INFORMATION SHOWN —
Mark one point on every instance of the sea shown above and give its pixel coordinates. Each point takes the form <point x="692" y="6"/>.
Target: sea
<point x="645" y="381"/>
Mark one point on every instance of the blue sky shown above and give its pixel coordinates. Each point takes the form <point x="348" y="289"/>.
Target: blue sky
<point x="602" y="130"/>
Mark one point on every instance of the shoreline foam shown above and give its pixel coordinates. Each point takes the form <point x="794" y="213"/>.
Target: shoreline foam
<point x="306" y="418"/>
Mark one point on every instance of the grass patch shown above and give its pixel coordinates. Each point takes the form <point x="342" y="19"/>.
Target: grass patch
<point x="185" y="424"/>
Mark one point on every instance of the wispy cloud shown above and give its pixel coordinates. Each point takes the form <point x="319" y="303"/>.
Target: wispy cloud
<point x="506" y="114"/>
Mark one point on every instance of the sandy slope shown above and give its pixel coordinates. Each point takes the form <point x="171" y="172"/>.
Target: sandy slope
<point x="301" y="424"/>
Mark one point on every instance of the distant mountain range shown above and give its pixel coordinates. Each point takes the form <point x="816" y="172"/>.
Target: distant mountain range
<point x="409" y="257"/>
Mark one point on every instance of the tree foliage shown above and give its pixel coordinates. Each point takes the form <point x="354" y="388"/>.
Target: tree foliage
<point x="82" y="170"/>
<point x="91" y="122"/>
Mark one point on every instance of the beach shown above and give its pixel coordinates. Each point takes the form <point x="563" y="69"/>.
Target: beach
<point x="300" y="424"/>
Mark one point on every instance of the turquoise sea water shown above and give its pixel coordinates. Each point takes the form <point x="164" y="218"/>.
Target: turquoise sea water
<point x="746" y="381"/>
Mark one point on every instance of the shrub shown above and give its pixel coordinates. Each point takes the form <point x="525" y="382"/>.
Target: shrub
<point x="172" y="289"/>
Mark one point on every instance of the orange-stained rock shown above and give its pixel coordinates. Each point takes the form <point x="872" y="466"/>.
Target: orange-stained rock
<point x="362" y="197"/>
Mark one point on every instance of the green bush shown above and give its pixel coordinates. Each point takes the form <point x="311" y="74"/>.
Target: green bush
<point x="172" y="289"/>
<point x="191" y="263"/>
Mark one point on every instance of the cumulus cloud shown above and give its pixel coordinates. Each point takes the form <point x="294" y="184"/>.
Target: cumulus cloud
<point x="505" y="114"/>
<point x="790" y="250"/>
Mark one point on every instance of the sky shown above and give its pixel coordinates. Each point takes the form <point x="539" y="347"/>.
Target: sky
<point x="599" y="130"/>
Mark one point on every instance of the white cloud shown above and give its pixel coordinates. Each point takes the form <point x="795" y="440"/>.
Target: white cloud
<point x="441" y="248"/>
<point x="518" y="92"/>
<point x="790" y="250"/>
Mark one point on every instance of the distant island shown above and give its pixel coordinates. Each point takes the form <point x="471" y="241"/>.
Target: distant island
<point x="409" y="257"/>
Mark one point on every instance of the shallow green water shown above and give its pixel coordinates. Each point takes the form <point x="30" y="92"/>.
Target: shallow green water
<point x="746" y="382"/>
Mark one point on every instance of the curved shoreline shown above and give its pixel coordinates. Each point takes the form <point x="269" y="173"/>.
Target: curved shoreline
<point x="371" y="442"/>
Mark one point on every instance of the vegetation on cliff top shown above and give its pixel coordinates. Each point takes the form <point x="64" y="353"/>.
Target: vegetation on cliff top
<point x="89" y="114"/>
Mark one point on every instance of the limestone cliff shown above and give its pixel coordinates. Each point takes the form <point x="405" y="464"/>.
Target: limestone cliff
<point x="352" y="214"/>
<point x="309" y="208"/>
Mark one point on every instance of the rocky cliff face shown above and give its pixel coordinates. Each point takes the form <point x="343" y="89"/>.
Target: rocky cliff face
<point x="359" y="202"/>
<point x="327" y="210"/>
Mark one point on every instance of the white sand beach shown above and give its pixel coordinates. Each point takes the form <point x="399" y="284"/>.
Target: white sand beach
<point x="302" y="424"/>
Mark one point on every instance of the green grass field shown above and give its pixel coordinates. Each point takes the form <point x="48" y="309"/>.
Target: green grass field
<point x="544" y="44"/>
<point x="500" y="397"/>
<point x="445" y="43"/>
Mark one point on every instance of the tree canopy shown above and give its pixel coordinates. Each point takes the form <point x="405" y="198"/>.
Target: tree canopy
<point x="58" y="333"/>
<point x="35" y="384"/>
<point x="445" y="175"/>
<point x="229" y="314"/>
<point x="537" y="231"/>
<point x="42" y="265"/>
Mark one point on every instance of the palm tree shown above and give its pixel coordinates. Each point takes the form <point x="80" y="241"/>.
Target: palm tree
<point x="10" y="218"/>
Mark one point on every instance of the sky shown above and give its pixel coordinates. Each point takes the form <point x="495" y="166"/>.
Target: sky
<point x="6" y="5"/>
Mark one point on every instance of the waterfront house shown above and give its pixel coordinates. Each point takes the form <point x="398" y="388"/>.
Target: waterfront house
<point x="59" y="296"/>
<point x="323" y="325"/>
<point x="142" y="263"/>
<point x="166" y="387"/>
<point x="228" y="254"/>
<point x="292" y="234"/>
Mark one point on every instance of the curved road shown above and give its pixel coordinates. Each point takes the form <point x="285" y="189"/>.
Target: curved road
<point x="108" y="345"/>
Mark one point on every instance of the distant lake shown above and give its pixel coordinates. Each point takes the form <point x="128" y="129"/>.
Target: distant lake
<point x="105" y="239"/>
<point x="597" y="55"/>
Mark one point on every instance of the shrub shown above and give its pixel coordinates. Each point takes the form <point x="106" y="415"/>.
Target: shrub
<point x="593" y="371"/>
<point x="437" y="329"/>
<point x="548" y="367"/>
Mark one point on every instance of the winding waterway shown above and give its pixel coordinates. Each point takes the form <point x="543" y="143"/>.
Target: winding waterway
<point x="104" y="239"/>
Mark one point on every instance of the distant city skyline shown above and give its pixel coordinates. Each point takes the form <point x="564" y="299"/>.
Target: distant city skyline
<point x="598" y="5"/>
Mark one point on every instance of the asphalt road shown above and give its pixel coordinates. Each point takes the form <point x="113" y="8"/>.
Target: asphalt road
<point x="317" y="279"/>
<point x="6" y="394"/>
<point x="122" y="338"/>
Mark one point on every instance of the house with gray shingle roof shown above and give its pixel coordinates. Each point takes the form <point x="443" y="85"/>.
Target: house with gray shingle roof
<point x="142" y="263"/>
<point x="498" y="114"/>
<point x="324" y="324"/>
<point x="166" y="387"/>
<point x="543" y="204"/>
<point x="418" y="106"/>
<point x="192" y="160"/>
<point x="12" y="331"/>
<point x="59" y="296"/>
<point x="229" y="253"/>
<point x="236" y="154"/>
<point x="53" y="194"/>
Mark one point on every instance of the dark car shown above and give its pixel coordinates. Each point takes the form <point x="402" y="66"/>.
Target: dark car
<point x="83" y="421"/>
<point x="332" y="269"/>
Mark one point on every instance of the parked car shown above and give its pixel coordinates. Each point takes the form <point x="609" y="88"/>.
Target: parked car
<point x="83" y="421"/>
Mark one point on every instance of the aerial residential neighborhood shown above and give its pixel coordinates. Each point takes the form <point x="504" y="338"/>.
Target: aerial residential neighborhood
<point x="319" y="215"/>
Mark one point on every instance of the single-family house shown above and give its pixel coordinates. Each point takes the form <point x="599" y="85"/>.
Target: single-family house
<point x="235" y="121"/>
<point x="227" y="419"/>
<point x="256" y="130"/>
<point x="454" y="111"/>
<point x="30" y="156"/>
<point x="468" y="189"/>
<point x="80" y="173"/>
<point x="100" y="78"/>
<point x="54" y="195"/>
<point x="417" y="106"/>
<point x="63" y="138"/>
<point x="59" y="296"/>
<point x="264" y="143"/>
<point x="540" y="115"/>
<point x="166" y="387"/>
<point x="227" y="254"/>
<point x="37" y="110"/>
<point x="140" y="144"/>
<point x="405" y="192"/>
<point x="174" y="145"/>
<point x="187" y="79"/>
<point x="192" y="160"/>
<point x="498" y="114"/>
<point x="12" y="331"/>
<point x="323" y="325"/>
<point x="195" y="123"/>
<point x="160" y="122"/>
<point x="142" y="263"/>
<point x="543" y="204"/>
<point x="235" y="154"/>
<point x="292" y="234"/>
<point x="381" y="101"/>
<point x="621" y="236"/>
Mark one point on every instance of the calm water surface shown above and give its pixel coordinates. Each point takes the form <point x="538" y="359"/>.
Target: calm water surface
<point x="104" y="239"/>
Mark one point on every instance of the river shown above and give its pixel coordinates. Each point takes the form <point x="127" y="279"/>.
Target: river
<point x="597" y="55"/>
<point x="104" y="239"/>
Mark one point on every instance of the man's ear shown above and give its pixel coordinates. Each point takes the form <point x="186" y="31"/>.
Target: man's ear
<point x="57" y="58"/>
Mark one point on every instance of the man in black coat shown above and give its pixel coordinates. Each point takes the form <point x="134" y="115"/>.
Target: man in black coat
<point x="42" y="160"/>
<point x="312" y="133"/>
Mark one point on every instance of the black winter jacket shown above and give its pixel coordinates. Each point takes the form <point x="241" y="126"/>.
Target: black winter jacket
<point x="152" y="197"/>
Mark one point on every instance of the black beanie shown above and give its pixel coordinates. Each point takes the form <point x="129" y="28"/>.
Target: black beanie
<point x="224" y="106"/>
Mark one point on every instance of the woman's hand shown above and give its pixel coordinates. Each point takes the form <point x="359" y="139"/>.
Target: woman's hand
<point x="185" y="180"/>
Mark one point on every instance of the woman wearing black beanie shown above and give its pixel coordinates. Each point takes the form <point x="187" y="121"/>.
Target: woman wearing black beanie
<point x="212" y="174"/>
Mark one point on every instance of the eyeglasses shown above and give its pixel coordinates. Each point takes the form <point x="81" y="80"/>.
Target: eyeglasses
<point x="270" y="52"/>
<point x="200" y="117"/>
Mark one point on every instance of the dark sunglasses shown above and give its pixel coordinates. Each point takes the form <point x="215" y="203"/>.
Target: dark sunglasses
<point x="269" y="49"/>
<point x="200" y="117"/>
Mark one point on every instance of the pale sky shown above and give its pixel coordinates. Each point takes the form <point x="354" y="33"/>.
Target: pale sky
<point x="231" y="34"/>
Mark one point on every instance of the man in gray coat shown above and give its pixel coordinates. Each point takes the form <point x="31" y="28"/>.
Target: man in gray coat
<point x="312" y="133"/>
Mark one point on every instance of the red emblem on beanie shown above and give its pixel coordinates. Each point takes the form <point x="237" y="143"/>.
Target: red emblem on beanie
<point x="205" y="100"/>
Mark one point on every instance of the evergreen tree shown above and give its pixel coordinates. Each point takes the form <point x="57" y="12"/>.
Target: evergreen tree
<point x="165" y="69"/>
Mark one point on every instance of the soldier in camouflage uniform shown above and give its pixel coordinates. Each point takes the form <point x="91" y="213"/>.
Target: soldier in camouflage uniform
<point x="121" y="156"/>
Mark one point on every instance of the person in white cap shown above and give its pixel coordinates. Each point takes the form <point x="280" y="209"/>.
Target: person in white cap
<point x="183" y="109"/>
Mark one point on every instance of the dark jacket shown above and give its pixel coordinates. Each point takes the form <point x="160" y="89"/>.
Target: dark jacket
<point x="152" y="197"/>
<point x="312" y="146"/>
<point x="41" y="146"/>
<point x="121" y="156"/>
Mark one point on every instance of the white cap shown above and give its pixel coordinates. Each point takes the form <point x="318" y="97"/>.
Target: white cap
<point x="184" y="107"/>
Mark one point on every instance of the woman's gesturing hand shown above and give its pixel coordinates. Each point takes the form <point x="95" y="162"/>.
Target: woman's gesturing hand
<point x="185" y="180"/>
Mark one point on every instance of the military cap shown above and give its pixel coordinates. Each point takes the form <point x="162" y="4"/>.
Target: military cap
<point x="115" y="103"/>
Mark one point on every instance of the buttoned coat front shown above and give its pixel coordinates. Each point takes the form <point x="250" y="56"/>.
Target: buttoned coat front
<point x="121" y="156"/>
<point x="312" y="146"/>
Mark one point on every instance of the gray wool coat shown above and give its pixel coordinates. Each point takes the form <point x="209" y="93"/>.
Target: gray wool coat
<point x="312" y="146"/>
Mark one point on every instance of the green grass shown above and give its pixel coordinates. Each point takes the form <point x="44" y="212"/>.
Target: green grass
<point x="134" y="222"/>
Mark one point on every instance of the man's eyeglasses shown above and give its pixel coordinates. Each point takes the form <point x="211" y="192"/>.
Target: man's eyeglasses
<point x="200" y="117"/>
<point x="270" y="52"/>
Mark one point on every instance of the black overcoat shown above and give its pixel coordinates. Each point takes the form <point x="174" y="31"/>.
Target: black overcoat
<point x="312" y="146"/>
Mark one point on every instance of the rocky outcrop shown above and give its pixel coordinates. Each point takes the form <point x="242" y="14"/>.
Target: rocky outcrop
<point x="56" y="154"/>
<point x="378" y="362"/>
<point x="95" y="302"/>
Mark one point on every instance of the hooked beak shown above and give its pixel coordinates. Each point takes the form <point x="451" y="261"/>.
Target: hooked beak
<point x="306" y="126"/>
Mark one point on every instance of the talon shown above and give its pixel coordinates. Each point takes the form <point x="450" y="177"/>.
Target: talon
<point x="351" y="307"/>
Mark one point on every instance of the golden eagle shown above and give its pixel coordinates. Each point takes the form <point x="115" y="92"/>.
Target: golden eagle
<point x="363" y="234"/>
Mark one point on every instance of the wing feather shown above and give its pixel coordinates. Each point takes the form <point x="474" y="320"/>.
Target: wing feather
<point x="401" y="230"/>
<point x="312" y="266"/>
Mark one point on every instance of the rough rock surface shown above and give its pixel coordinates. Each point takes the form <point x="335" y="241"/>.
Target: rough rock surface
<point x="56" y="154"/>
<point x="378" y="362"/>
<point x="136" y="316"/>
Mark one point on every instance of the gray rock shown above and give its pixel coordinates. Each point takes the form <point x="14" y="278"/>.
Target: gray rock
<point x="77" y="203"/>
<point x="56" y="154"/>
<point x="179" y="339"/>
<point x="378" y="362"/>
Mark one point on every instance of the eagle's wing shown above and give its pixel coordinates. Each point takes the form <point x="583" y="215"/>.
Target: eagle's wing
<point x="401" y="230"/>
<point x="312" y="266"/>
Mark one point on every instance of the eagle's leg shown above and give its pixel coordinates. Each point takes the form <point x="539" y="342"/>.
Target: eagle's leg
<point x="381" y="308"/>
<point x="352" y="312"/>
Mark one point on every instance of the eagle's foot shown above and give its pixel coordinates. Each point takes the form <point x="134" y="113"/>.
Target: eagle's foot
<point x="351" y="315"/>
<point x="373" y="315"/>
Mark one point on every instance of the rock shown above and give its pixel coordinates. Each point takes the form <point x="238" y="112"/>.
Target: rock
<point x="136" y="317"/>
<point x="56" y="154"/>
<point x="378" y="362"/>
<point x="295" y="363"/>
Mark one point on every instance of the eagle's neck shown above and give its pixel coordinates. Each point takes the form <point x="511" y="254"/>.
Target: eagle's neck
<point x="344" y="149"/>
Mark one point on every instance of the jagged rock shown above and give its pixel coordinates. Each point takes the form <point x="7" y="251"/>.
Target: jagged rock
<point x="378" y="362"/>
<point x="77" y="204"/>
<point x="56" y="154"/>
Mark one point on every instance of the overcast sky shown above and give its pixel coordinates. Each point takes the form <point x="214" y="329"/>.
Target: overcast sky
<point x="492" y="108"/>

SET EXERCISE — Repeat, exactly and only, the lines above from the one containing "Mark one point on every instance of the eagle's foot" through the end of the material.

ANSWER TO THE TASK —
Mark one point on every instance of the eagle's foot shown above and give its pixel coordinates. Each point takes the form <point x="134" y="113"/>.
Target: eagle's foot
<point x="351" y="315"/>
<point x="373" y="315"/>
Mark one point on every instance of the rock shown above and give its pixel coordinates. Each point takes the form <point x="238" y="112"/>.
Target: rock
<point x="136" y="317"/>
<point x="56" y="154"/>
<point x="378" y="362"/>
<point x="295" y="363"/>
Mark one point on every instance of the eagle's neck shown above and give its pixel coordinates. Each point takes the form <point x="511" y="254"/>.
Target: eagle's neck
<point x="344" y="149"/>
Mark one point on every instance of the jagged rock shown above and give its pixel coordinates. Each point takes the form <point x="7" y="251"/>.
Target: jagged rock
<point x="378" y="362"/>
<point x="77" y="204"/>
<point x="56" y="154"/>
Mark one point on every instance of the overcast sky shown above and give its pixel coordinates. Each point takes the form <point x="214" y="329"/>.
Target: overcast sky
<point x="492" y="108"/>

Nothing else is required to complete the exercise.